**** DATA TO PROCESS ****
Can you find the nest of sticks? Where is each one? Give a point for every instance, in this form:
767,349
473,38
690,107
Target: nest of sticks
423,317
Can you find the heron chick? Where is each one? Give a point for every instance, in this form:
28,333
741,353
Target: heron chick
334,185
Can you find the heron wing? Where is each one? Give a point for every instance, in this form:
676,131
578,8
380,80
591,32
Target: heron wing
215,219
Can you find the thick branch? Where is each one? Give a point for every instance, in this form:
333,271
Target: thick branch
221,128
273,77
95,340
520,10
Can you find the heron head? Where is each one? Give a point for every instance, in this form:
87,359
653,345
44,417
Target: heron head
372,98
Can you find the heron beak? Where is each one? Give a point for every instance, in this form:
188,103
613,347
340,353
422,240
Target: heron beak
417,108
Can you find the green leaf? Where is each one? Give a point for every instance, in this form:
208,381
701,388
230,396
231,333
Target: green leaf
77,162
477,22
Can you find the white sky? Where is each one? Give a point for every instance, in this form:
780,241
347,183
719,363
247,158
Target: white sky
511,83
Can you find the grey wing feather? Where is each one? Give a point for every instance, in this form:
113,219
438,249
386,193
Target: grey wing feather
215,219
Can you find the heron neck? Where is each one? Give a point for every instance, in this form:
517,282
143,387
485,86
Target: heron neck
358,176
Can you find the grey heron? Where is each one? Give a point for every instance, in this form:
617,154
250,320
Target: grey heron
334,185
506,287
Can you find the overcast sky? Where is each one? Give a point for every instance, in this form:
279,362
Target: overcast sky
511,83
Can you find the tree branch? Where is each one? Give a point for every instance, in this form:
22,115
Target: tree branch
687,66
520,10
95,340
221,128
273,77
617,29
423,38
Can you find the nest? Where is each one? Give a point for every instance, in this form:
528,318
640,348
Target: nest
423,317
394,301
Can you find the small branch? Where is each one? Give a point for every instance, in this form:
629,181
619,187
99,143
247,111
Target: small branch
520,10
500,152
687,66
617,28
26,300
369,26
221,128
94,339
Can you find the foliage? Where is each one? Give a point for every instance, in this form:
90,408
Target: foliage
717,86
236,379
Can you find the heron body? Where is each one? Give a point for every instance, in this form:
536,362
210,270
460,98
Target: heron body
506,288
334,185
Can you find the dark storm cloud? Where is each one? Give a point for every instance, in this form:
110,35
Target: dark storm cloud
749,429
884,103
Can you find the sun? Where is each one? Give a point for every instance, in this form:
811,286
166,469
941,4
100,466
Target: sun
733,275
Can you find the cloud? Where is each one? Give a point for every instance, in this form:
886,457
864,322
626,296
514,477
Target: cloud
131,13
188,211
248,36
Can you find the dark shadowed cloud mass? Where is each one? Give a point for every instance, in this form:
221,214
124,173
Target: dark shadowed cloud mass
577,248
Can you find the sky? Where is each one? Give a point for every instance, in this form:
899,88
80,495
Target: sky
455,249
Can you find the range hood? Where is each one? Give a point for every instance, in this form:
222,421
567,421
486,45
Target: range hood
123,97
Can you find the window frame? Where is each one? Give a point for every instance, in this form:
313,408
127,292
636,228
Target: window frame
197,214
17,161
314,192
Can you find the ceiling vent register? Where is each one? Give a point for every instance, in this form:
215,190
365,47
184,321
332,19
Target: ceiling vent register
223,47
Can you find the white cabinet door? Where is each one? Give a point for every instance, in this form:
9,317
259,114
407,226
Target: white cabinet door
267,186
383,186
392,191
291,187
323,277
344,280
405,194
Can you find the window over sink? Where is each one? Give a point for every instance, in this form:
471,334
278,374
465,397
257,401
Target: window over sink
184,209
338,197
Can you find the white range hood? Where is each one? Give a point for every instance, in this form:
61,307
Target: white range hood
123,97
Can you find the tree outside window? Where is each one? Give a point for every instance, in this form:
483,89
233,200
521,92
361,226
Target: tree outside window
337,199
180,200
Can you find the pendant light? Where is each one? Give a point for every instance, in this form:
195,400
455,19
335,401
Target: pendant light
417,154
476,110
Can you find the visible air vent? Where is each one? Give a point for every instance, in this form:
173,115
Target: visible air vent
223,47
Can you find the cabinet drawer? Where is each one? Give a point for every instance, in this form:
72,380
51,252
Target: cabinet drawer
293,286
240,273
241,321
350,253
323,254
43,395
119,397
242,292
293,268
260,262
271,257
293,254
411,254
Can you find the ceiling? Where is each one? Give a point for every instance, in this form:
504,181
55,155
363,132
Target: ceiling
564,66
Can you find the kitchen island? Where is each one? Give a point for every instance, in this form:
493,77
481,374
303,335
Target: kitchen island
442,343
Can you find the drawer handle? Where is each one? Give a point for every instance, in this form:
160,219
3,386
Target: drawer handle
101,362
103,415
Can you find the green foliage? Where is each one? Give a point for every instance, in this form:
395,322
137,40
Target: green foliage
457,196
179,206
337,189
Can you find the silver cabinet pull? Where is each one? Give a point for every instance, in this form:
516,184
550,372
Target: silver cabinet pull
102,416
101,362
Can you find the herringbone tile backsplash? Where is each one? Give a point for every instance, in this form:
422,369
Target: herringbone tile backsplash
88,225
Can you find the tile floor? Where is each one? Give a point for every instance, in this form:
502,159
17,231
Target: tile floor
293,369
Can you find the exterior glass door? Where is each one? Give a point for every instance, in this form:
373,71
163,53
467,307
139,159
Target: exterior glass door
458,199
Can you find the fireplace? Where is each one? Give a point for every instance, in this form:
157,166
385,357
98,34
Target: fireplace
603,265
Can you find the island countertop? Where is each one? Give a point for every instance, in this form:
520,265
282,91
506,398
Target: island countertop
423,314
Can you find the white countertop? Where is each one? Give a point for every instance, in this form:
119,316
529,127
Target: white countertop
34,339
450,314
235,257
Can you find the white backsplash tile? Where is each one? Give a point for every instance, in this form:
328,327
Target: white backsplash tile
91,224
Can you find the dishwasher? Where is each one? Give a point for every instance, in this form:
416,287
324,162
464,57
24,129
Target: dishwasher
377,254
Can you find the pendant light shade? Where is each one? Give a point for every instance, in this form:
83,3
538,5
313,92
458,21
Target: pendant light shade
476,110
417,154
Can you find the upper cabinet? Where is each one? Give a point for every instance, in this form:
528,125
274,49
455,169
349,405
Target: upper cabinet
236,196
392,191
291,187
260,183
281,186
****
- [ACTIVITY] This exercise calls for every record to be restated word for word.

- [ANSWER BELOW]
Can you find the nest of sticks? Where is each one? Give a point for every instance, in this form:
767,349
473,38
690,107
Target: nest of sticks
423,317
Can you find the heron chick? Where is each one? Give a point for every instance, in this form:
28,333
741,353
Target: heron chick
334,185
Can you find the heron wing? Where is each one? Give a point for every instance, in this form:
676,131
578,8
380,80
591,32
Target: heron wing
215,219
Can you find the thick branch? Where is each one? Give a point for every instance, in this form:
333,271
Target: thick branch
221,128
273,77
95,340
520,10
Can you find the heron head? Where is each one? Give a point for every instance, in this form:
87,359
653,345
44,417
Target: heron head
372,98
Can you find the heron beak? Where is each one? Give a point for every instance, in this form:
188,103
613,347
340,353
422,240
Target: heron beak
417,108
Can you find the green leaf? Where is each one? Give a point for every instance, in this form:
208,381
701,388
230,396
231,333
Target: green leaf
77,162
477,22
Can you find the white sky? Where is each one? Give a point for every instance, in this form:
780,241
347,183
719,363
247,158
Target: white sky
511,83
Can you find the grey wing feather? Where is each one? Give a point for every instance, in this form:
113,219
438,249
386,193
Target: grey wing feather
215,219
Can you find the heron neck? Where is each one? Give a point for every instance, in this form:
517,282
143,387
485,86
Target: heron neck
358,176
Can you find the grey heron? Where is each one? Give a point for every instance, in this form:
617,154
250,320
Target: grey heron
334,185
506,287
Can you find the overcast sky? Where is each one? Give a point for every instance, in this form:
279,362
Target: overcast sky
511,83
Can you find the tree branch? Where is each one? Give a point for every instance, in this form:
22,115
Target: tree branch
687,66
520,10
95,340
221,128
273,77
617,29
423,38
Can you find the nest? Where is each one? Give a point for every instance, in this form:
528,318
640,348
Target: nest
423,317
394,301
Can you find the small branch? Where is each one? Give a point for every instance, in this form:
629,181
619,187
99,143
247,111
Target: small branch
520,10
500,152
687,66
617,28
26,300
369,26
221,128
94,339
Can you find the foliage? Where is each one? Give a point for every instance, in this form:
90,408
Target: foliage
717,86
236,379
Can you find the heron body? Where is each one? Give a point for every instance, in this form:
536,362
210,270
460,98
Target: heron body
506,288
334,185
Can you find the dark storm cloud? Where is each one? Give a point for every instance, in this form:
110,35
Target: dark storm cloud
749,429
884,103
Can you find the sun? Where is each one? Give a point for every instance, in this form:
811,286
166,469
941,4
100,466
Target: sun
733,275
Can you find the cloud? Where is each one? Give a point for every instance, in this form:
886,457
864,322
626,296
514,477
Target: cloud
131,13
188,211
248,36
Can you find the dark shadowed cloud mass? Where is each one? Give a point for every instance, in this form:
221,214
124,173
Target: dark shadowed cloud mass
577,248
Can you find the sky? Where is each one? Give a point for every instance, in this form:
899,88
80,495
Target: sky
455,249
Can you find the range hood? Where is each one? Give a point for every instance, in this form:
222,421
567,421
486,45
Target: range hood
123,97
Can you find the window frame? Where is each one? Give a point for every instance, in this form:
313,408
127,292
636,228
Target: window frame
197,214
17,161
314,192
Can you find the ceiling vent register? Where is each one? Give a point for every instance, in this form:
215,190
365,47
184,321
332,19
Target: ceiling vent register
223,47
Can you find the white cabinet door? Where is each one? Give a point for every instance, in this form:
9,317
259,114
407,226
Target: white cabinet door
267,186
383,186
392,191
291,187
323,277
344,280
405,194
Can you find the window over sink? Where is each one? Give a point for every instance, in this form:
471,334
278,374
465,397
257,401
Target: window over sink
184,209
338,197
Can you find the white range hood? Where is each one? Give a point for every instance, in this form:
61,307
Target: white range hood
123,97
Can you find the tree outside window? Where is each one? Give a point for every instance, in this form:
483,89
233,200
521,92
361,226
Target: tree outside window
337,199
180,200
Can you find the pendant light? Where is each one? Give a point for every instance, in this form:
195,400
455,19
335,401
Target: pendant light
417,154
476,110
Can you find the visible air vent? Where is each one? Give a point for every instance, in this form:
173,115
Target: visible air vent
223,47
Can you find the cabinet drawer? Where is each one? Give a point for every instance, in this form:
72,380
51,252
Target: cabinet drawer
293,286
240,273
241,321
350,253
323,254
43,395
119,397
242,292
293,268
260,262
271,257
293,254
411,254
Can you find the ceiling? Where is each one? Give a point for every instance, in this form:
504,181
55,155
363,132
Target: ceiling
564,66
Can you find the kitchen island? Where is each one? Give a point for every instance, in this form:
493,77
481,374
303,335
Target: kitchen island
442,343
Can you find the drawer handle? Where is each one? Give a point for every instance, in this form:
160,219
3,386
Target: drawer handle
101,362
103,415
Can you find the green foliage? Where is each one? Give a point for every instance, in this form:
395,322
137,40
Target: green foliage
457,196
179,206
337,189
Can you find the silver cabinet pull? Where is each one? Give a point for every instance, in this form:
516,184
550,372
Target: silver cabinet pull
102,416
101,362
Can you find the herringbone tile backsplash? Where is each one? Give a point for every instance, in this form:
422,369
Target: herringbone tile backsplash
88,225
Can you find the tile floor? Where is each one? Give a point for every instance, in this form:
502,159
17,231
Target: tile floor
293,369
Can you find the exterior glass door? Where is each one? Give a point for every instance, in this form:
373,71
163,53
467,307
139,159
Target: exterior glass door
458,199
Can you find the fireplace? Where is each one? Give a point for every instance, in this form:
157,166
385,357
98,34
Target: fireplace
603,265
Can you find the island countertop? Where is each one? Give a point for every instance, in this form:
520,265
282,91
506,398
Target: island countertop
423,314
Can you find the white countertop? Where is each one? Give a point for every instance, in this form:
119,316
529,127
Target: white countertop
34,339
450,314
235,257
Can you find the white backsplash tile? Where is each one? Give a point for every instance, in this form:
328,327
Target: white backsplash tile
91,224
Can you find the dishwasher? Where is each one? Give a point for every instance, in this form:
416,287
324,162
464,57
24,129
Target: dishwasher
377,254
Can you find the pendant light shade? Where is each one? Give a point for every instance, in this form:
83,3
538,5
313,92
458,21
Target: pendant light shade
476,110
417,154
Can you find the upper cabinet? Where is each one? Give a point for every instance, in this form:
528,125
274,49
455,169
349,405
Target: upper cabinet
236,196
392,191
291,187
260,183
281,186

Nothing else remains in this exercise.